__Set problem__. Put all of the material below into a numbered list, leaving out any blank lines.

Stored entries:
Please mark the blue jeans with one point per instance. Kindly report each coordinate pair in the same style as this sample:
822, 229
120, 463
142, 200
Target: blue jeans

__Result of this exercise__.
1. Please mark the blue jeans with one point per instance. Kindly report each coordinate pair in the same style as this sample:
2. 822, 229
3. 120, 463
4. 142, 200
5. Target: blue jeans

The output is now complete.